Set exercise:
List every line of the records below that contains the string "mache". Case counts.

[Records excerpted from a collection]
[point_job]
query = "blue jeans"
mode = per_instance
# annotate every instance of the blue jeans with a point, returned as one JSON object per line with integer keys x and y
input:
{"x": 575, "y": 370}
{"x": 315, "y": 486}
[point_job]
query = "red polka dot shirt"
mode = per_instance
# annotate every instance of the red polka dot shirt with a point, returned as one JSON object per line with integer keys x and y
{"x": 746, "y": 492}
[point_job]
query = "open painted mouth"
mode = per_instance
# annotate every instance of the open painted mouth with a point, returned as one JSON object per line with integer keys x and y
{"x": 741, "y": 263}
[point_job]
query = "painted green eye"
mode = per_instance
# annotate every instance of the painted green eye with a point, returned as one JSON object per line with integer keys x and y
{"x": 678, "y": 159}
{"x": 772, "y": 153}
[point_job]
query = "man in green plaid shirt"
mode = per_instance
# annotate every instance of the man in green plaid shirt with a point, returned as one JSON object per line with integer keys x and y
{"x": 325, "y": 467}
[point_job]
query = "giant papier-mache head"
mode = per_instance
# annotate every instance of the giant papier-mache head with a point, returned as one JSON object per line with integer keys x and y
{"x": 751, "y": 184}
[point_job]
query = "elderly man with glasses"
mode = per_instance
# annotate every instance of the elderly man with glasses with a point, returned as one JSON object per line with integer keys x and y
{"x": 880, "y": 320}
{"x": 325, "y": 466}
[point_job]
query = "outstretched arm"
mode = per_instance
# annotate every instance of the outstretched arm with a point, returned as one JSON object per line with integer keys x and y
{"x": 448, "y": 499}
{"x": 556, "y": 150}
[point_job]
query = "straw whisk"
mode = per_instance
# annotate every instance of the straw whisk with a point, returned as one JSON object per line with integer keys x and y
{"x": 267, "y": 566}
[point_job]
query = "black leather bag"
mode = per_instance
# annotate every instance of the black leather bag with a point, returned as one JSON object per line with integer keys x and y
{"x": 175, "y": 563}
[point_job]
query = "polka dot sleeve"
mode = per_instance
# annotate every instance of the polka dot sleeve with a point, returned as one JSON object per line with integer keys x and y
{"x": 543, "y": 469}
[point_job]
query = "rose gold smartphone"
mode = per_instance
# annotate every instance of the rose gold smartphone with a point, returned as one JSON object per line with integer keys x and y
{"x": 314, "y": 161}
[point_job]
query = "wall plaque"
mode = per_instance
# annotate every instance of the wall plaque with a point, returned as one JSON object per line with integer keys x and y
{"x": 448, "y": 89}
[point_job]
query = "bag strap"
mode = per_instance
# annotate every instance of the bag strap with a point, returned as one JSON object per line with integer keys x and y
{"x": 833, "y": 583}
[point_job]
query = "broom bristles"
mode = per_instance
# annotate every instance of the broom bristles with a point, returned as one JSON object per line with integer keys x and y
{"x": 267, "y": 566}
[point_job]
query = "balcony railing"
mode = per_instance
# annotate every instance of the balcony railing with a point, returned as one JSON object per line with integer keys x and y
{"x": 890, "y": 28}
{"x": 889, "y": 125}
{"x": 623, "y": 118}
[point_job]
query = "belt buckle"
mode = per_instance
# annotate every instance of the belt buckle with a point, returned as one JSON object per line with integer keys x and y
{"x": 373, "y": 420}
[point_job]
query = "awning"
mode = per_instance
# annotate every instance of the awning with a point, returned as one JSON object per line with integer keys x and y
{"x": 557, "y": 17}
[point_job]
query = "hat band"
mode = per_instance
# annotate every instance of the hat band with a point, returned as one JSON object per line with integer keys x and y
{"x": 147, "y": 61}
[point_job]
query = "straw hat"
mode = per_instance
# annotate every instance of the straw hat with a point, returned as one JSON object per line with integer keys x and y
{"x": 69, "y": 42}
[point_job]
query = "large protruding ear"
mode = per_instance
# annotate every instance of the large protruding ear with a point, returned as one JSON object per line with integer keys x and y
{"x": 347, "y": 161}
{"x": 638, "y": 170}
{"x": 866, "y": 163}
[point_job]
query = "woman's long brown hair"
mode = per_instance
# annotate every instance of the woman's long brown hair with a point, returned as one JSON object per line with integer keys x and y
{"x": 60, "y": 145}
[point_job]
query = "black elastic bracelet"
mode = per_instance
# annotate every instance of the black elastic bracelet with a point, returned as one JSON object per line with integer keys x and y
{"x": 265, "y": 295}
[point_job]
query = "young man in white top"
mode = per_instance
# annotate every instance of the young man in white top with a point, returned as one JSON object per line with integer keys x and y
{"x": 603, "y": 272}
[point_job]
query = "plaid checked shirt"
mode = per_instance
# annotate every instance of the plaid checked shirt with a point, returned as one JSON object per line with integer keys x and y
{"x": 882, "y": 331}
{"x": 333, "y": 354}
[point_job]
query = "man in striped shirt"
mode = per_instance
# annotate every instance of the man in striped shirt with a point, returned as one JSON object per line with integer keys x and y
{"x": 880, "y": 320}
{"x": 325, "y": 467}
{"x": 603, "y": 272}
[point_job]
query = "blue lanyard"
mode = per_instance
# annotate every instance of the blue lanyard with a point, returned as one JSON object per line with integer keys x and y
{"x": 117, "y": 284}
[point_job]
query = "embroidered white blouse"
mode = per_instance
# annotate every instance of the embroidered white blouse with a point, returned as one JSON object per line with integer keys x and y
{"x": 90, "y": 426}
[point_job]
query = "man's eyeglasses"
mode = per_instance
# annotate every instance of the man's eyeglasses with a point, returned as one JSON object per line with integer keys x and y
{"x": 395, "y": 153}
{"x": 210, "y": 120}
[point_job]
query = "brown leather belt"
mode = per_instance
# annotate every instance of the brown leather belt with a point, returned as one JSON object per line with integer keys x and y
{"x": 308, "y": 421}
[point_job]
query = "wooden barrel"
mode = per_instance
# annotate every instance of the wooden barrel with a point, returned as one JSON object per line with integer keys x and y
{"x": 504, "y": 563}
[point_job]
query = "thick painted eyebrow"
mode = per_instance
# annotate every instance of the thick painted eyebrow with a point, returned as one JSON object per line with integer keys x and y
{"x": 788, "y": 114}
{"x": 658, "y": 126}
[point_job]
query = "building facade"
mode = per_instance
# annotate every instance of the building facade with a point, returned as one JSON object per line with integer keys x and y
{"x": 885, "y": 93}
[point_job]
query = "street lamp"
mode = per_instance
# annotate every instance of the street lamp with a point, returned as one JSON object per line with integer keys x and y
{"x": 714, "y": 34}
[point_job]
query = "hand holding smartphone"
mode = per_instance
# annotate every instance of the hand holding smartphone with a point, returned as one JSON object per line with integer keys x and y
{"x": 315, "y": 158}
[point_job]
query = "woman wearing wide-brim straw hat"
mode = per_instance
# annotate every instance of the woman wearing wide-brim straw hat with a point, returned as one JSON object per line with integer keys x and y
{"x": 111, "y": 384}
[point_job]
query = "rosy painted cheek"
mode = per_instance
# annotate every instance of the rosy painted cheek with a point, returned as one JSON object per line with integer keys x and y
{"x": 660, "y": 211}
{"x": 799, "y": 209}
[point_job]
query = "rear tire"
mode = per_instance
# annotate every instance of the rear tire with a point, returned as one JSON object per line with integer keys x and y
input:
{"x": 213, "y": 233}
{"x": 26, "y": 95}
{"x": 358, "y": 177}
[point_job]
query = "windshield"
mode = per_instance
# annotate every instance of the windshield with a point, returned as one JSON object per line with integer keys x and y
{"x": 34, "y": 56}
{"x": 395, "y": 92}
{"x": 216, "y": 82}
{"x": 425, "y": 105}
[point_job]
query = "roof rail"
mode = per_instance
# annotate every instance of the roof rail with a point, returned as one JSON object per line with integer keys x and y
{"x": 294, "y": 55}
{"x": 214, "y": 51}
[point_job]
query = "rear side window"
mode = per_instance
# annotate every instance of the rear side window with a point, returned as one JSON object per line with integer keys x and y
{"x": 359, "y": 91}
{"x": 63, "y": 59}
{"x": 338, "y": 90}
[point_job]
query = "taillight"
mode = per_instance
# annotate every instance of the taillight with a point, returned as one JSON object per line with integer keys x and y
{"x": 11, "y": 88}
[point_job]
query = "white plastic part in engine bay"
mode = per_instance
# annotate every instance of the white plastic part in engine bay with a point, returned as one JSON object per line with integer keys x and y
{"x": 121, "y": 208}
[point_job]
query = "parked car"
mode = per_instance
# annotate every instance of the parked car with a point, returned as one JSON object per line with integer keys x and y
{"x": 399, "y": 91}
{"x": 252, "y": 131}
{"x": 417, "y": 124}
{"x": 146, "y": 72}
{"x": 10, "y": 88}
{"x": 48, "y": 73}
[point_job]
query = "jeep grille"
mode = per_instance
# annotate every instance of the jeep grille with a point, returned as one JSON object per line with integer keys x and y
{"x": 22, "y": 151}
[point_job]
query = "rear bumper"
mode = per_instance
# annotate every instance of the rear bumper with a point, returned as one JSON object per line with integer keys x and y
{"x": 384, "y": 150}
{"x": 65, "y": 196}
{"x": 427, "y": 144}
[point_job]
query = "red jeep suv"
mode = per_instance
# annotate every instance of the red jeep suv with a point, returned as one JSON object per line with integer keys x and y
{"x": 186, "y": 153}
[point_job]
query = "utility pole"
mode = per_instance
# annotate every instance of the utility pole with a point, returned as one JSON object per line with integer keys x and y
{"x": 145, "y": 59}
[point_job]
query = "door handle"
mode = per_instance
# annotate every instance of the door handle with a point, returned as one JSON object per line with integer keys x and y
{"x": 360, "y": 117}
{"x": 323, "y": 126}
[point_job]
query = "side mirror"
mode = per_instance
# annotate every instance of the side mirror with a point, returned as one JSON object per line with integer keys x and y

--

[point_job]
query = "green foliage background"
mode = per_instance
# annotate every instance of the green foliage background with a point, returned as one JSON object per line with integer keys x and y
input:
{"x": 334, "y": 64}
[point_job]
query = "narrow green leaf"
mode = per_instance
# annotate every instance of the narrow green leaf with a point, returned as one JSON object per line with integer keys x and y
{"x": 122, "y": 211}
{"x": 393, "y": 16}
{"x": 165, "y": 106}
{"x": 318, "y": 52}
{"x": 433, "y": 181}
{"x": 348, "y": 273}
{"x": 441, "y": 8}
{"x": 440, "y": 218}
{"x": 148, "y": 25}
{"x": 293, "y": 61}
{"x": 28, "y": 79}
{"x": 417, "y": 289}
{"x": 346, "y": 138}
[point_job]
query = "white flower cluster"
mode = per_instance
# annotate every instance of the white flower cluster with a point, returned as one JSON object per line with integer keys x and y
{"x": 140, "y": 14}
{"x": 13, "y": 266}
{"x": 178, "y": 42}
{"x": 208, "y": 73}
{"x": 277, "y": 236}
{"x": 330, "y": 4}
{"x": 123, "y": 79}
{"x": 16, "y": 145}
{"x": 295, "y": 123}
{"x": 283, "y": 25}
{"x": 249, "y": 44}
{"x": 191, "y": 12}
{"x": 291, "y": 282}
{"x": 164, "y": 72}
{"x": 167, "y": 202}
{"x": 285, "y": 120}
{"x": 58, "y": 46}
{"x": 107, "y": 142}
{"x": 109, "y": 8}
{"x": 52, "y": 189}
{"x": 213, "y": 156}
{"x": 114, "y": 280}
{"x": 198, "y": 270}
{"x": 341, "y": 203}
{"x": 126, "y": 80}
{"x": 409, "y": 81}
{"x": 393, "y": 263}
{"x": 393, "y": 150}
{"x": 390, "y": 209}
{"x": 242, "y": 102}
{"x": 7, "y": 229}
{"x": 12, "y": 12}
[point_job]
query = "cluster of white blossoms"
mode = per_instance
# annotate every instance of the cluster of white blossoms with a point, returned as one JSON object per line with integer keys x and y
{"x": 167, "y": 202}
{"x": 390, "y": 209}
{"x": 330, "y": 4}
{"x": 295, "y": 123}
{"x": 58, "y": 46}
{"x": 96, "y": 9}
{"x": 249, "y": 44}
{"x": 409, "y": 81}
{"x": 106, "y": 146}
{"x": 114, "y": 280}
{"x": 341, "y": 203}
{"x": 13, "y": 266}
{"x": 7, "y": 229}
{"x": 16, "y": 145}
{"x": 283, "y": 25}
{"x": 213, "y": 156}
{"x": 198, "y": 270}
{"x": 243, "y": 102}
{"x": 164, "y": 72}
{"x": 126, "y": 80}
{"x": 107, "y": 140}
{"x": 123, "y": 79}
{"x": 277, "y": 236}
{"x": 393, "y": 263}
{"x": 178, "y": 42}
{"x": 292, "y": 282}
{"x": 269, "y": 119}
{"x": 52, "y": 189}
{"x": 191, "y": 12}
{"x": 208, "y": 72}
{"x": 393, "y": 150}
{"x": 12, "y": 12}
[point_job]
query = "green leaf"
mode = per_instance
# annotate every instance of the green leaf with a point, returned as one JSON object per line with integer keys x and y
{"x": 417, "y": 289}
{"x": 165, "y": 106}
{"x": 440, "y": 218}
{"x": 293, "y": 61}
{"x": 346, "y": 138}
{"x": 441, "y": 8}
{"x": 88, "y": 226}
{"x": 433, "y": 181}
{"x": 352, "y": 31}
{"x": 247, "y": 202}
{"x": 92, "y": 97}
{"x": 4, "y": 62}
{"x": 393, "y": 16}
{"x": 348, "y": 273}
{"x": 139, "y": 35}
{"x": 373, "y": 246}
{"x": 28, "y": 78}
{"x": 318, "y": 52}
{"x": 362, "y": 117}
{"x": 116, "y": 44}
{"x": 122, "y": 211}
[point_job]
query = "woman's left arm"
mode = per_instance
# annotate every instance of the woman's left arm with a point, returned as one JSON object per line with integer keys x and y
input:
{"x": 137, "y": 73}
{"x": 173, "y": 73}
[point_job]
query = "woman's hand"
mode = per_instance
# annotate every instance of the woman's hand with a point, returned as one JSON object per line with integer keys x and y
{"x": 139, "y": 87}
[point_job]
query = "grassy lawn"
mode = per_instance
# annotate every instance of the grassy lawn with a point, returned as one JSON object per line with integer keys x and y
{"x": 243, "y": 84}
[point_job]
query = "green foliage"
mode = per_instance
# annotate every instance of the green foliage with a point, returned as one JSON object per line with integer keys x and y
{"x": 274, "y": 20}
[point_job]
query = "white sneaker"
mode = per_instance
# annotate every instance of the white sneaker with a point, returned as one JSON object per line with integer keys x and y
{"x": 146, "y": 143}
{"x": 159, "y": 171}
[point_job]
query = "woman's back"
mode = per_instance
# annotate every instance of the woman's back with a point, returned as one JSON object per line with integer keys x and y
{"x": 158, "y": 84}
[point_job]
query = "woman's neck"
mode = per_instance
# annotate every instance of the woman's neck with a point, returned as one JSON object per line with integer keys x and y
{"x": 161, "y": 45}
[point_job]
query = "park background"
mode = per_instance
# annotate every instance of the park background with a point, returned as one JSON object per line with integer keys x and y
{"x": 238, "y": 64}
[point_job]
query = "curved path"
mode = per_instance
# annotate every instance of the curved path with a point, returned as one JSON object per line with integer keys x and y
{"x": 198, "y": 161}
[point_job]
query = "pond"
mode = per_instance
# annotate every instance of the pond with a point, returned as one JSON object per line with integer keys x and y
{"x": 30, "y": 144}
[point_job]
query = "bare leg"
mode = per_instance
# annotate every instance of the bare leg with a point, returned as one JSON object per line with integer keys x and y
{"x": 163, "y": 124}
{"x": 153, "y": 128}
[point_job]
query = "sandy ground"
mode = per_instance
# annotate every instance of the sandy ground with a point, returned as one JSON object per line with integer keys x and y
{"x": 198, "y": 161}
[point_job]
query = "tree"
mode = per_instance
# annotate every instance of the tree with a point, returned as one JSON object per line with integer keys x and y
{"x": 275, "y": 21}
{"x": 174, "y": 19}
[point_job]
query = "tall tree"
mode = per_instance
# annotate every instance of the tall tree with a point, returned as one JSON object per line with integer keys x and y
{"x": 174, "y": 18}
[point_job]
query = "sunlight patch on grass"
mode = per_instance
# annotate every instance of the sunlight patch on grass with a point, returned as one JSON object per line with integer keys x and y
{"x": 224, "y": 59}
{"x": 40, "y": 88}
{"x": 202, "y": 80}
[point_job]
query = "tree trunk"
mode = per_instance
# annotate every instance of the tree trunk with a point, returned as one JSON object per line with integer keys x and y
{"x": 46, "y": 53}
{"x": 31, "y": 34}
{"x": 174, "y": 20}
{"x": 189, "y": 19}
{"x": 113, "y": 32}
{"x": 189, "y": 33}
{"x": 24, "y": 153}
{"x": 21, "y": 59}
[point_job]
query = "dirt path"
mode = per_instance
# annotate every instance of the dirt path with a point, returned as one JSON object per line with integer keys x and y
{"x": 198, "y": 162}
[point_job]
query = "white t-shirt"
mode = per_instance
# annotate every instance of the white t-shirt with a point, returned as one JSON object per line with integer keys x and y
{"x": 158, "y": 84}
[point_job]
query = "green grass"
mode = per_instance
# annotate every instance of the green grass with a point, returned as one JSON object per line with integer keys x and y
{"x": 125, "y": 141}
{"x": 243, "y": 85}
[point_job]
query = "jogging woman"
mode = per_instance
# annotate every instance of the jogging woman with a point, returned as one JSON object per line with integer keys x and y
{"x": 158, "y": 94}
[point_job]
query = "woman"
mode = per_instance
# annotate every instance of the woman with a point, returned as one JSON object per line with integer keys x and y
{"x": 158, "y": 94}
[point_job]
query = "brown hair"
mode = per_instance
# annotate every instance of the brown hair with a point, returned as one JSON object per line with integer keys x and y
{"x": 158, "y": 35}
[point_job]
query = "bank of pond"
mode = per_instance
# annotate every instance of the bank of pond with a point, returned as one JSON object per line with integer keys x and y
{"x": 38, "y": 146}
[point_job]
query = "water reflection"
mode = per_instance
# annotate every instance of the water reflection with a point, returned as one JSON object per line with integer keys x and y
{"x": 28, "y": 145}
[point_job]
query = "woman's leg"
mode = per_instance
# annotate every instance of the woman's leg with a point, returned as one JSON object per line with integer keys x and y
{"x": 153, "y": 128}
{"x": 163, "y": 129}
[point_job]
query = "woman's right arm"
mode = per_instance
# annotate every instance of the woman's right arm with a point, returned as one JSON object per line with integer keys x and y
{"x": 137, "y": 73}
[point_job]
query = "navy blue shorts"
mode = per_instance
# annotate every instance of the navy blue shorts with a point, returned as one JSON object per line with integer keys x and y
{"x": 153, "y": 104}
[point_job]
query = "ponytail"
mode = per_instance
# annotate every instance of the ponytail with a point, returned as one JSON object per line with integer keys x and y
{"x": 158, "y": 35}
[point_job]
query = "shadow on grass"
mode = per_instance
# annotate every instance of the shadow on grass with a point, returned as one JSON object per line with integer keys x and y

...

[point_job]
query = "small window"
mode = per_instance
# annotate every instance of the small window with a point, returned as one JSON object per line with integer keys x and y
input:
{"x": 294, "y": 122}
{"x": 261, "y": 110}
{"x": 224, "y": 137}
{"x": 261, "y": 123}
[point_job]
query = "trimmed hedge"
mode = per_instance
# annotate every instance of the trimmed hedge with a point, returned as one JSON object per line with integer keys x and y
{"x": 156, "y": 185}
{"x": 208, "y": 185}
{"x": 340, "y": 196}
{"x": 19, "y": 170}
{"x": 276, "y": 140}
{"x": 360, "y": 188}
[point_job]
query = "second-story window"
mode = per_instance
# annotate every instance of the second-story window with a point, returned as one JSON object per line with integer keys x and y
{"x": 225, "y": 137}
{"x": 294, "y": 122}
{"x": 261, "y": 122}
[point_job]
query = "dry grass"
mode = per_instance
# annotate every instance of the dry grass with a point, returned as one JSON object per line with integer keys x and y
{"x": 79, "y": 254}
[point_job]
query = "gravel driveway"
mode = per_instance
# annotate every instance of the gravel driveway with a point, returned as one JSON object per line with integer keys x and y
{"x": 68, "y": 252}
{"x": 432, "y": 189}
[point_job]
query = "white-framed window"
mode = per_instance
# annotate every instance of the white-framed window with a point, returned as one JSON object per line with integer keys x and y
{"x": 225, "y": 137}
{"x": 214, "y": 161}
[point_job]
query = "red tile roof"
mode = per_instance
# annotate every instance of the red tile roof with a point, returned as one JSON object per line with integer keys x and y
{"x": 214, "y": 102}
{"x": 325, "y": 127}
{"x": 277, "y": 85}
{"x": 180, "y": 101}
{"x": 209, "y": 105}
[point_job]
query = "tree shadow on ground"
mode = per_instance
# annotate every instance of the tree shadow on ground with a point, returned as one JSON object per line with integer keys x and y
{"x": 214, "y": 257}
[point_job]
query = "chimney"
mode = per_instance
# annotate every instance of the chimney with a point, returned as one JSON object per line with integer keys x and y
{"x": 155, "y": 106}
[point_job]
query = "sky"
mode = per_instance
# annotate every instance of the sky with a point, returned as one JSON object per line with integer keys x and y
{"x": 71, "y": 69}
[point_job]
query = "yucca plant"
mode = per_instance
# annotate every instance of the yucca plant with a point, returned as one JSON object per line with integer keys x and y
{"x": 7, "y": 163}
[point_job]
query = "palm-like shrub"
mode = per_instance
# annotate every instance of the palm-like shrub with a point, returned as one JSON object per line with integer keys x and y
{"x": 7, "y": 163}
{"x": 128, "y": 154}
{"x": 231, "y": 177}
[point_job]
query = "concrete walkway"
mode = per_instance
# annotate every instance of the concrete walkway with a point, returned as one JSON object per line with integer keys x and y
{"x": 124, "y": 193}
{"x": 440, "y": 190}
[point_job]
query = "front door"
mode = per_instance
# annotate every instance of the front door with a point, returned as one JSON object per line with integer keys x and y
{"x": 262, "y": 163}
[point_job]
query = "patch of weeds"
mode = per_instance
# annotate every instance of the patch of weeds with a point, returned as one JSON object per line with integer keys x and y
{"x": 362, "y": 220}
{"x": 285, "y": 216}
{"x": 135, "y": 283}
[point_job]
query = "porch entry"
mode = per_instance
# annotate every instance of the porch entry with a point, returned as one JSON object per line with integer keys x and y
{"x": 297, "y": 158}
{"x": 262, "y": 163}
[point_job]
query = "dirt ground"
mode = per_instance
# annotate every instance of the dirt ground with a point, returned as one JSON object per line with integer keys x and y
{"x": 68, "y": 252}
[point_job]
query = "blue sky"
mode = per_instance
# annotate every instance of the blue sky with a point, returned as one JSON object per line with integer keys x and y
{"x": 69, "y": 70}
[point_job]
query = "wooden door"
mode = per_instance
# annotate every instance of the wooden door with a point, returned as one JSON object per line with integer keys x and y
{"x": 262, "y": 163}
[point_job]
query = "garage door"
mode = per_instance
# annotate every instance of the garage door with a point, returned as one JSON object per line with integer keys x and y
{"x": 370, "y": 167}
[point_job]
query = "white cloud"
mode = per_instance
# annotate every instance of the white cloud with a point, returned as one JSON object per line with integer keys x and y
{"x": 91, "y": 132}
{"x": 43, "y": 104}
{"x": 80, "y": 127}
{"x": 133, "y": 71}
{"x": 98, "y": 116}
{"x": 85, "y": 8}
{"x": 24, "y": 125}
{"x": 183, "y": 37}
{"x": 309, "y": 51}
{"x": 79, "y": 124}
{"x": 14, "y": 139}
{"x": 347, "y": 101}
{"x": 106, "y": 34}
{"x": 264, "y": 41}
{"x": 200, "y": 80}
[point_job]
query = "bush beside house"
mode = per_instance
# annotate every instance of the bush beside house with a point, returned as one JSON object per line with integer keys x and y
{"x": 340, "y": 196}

Exercise result:
query = "giant papier-mache head"
# annotate every instance of the giant papier-mache head with a point, returned as one JSON object per line with integer keys x and y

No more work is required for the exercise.